§ **WORK TO COMPLETE**
Scan the records for "roof". Report each line that includes it.

START SOURCE MATERIAL

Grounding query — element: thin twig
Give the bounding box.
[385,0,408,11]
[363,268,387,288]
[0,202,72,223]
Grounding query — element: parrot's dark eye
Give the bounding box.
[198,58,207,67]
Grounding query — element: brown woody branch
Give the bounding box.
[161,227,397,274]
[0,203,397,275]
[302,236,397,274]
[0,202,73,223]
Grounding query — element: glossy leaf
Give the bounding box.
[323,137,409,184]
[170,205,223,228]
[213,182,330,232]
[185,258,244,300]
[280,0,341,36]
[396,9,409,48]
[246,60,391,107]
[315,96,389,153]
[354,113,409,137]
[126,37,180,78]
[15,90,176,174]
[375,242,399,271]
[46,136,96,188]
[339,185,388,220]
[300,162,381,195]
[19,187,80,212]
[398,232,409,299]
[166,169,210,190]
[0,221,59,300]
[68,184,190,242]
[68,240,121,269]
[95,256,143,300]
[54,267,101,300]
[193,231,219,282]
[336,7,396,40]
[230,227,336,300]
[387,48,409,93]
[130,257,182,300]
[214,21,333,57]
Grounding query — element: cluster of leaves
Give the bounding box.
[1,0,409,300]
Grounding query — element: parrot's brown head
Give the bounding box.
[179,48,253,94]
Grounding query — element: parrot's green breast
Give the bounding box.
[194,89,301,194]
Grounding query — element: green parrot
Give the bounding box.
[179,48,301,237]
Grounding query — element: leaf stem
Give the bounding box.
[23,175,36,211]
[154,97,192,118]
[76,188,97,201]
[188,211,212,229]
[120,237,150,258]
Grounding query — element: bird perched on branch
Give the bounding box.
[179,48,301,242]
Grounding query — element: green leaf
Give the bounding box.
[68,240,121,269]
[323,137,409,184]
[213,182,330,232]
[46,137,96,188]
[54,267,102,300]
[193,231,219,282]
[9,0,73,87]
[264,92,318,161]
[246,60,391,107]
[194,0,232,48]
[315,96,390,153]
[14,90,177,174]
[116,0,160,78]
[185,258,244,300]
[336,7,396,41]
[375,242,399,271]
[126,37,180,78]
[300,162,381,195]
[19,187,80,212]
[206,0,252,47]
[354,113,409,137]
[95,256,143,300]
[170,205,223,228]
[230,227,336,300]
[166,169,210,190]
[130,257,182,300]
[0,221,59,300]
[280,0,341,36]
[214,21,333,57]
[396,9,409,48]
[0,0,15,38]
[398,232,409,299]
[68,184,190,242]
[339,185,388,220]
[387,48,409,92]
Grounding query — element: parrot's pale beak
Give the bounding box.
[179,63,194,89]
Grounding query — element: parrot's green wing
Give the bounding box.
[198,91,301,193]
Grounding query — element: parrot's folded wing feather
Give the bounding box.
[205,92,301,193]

END SOURCE MATERIAL
START SOURCE MATERIAL

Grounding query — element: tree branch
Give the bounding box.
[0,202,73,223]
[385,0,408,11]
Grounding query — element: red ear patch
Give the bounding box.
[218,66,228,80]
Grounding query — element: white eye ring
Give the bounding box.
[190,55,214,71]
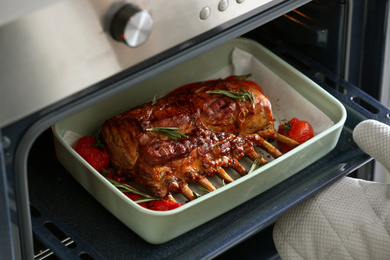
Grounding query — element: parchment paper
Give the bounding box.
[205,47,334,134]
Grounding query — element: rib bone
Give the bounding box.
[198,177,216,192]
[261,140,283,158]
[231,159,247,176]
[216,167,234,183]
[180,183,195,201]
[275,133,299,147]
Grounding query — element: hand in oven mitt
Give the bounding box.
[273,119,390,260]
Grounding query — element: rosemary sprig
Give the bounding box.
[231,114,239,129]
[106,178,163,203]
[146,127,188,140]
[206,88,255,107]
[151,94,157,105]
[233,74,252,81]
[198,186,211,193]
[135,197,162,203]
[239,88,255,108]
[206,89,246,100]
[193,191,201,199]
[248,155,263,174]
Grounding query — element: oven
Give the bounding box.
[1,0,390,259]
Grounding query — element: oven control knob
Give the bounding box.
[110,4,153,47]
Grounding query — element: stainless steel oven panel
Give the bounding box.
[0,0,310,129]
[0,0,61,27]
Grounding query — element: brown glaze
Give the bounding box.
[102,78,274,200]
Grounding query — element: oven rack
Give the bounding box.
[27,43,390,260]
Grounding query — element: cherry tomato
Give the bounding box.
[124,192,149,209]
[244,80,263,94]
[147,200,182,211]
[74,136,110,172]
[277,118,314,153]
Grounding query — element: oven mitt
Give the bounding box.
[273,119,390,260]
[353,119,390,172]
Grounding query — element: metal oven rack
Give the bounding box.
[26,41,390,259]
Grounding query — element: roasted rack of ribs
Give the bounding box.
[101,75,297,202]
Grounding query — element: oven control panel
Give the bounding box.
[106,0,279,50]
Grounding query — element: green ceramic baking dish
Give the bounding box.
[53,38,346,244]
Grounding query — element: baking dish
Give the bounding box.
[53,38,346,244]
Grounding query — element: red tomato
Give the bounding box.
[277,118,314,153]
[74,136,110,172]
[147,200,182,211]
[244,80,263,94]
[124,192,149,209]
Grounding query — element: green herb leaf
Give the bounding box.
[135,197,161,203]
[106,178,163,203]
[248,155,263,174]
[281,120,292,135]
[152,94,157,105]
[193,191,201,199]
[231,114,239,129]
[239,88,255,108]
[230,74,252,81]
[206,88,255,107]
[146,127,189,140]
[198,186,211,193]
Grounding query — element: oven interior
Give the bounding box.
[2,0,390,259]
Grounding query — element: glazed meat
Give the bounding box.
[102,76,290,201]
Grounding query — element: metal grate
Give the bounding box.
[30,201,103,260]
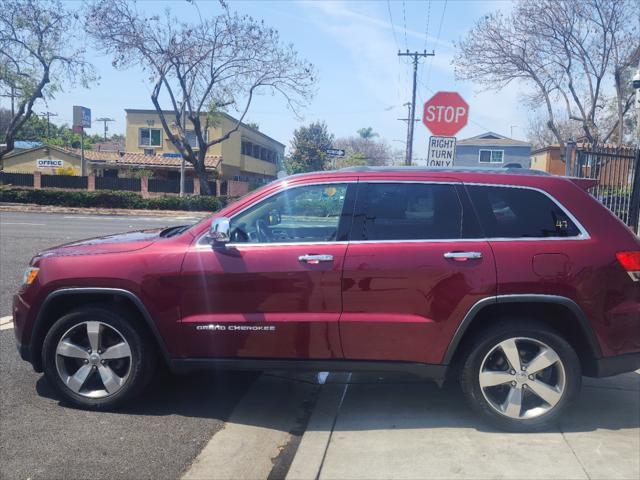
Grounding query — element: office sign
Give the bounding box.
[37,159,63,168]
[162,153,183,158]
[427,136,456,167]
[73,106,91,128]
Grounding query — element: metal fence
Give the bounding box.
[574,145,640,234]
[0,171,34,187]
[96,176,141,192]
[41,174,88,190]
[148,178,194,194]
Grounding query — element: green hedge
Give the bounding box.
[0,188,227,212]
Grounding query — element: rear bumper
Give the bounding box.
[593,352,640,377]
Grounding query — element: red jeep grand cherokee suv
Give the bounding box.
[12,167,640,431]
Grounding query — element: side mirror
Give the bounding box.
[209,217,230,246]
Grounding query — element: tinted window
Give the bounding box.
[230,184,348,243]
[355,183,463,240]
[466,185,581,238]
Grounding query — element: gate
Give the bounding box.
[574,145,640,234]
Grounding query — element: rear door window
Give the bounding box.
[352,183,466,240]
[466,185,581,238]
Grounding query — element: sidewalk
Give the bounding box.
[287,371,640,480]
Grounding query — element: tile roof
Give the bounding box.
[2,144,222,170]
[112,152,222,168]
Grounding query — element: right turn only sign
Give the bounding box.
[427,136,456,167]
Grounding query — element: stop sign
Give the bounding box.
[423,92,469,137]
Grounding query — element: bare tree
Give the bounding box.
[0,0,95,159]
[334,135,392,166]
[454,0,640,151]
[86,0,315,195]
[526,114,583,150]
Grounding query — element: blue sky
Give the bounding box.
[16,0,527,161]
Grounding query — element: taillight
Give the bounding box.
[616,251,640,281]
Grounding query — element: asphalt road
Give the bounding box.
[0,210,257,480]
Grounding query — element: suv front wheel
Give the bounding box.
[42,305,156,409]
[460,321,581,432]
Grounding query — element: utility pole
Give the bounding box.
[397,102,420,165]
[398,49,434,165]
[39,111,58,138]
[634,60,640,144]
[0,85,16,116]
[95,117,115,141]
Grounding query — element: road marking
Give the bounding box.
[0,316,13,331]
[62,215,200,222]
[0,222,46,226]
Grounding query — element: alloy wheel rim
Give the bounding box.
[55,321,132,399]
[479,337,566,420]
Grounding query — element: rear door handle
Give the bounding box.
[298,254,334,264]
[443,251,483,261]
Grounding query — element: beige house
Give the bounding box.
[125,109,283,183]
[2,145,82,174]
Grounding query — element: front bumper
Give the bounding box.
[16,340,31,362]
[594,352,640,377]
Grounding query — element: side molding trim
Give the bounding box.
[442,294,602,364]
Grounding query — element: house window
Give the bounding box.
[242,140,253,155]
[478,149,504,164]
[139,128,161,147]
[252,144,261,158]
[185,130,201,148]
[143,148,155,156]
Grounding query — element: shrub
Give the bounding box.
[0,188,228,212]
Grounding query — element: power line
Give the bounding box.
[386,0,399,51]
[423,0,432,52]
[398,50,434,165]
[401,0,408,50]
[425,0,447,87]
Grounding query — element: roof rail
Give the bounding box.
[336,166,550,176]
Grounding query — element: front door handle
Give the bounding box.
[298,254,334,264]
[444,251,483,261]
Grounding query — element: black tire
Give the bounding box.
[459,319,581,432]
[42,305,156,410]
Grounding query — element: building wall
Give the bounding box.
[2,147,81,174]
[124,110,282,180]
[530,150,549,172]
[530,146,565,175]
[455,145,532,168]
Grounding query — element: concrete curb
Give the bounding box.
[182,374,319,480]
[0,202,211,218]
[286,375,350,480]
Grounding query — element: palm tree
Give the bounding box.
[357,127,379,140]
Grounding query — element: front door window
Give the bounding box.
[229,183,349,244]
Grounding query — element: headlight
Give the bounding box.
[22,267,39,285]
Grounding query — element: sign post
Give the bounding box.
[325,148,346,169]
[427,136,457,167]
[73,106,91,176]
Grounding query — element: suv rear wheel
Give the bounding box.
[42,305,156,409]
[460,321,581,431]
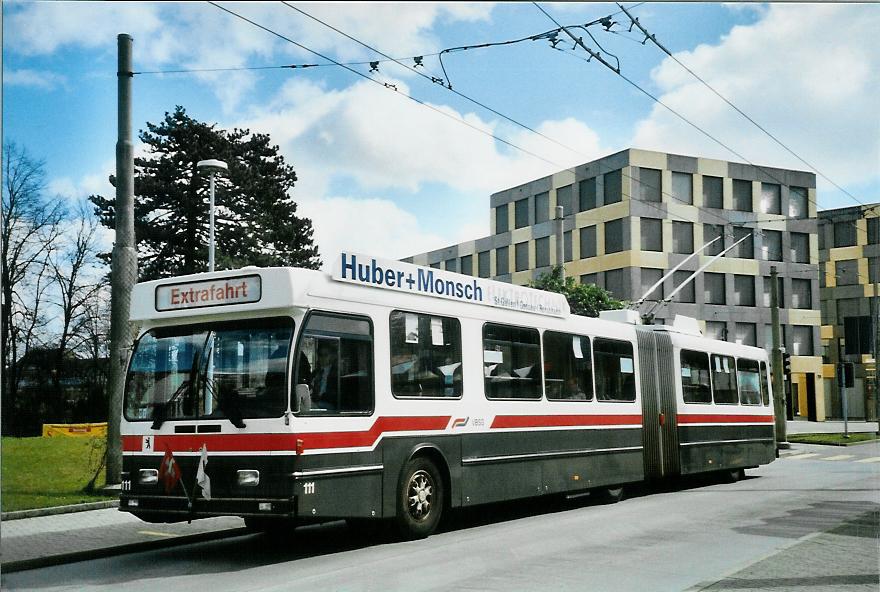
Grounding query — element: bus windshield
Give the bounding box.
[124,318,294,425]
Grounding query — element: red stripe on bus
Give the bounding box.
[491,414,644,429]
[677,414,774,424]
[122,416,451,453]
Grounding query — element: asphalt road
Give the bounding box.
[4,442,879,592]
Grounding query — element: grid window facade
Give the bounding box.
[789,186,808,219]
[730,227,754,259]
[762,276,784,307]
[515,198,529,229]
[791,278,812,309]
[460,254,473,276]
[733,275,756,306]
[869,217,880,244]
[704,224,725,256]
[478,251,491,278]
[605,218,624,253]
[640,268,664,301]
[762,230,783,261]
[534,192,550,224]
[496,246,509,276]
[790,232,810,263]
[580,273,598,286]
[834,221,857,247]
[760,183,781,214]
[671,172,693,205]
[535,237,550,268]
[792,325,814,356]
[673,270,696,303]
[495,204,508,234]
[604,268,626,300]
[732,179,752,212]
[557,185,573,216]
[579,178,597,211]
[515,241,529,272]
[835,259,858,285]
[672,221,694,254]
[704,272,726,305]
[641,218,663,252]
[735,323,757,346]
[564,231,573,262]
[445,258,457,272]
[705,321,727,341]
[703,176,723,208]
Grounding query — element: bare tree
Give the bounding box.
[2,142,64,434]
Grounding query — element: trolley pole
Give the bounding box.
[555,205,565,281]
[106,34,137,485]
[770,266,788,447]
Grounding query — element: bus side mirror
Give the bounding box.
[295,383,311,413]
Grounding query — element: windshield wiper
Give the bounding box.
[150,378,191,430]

END SOURCE MATERIAL
START SOURCE MATERIAL

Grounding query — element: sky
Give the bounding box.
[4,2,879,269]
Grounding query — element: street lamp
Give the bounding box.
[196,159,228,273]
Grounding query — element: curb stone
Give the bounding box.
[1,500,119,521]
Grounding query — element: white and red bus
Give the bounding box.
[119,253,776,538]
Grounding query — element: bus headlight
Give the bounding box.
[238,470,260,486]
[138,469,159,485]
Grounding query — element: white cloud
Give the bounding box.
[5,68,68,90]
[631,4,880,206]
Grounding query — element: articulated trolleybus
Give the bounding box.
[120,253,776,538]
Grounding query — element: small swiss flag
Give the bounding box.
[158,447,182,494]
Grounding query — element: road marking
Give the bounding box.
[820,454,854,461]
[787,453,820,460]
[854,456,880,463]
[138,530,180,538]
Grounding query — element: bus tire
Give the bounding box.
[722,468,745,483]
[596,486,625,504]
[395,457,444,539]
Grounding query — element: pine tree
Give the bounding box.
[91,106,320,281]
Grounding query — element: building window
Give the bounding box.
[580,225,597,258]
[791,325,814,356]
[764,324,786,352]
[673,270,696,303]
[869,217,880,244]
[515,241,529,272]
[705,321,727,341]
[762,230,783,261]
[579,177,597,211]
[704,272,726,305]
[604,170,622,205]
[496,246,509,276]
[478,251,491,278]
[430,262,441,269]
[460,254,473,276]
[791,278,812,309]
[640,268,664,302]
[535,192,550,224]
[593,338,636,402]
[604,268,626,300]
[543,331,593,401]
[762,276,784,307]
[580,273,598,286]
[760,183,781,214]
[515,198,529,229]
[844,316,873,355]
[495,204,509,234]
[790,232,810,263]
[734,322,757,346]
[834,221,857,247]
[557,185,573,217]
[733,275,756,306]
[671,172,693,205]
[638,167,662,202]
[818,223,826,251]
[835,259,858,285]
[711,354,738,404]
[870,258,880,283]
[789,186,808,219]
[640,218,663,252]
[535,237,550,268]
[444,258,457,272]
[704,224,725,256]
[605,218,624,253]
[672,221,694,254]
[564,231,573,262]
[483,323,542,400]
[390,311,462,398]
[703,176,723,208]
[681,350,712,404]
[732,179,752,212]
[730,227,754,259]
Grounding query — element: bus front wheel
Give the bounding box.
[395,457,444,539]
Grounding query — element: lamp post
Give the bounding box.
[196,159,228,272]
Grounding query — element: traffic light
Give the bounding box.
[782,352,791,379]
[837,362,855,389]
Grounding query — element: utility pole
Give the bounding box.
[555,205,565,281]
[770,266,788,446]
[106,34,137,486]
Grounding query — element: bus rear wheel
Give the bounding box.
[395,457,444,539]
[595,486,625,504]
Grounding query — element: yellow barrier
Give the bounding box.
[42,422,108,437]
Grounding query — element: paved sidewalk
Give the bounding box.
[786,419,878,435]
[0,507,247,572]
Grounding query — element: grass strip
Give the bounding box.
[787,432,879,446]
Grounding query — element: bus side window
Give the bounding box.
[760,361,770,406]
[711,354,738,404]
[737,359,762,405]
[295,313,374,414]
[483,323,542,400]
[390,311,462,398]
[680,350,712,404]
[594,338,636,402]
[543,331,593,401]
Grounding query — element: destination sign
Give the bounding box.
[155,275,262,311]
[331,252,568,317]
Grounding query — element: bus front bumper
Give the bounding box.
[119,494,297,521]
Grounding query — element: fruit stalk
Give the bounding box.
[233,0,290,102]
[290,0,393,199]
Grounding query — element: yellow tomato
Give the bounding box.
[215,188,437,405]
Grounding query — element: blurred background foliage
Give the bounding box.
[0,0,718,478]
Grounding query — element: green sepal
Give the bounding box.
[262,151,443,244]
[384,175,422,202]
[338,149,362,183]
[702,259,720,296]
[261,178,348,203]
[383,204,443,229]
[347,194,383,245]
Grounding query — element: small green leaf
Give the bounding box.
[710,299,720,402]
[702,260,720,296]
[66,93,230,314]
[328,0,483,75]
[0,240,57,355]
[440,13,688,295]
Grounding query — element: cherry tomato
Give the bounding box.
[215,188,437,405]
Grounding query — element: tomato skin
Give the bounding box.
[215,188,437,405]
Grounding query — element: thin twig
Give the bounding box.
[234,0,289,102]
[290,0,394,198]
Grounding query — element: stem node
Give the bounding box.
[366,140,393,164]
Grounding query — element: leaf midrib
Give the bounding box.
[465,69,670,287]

END SOURCE MATERIAL

§ **YOUR SOLUTION**
Grounding query — element: tile roof
Grounding query — element: roof rail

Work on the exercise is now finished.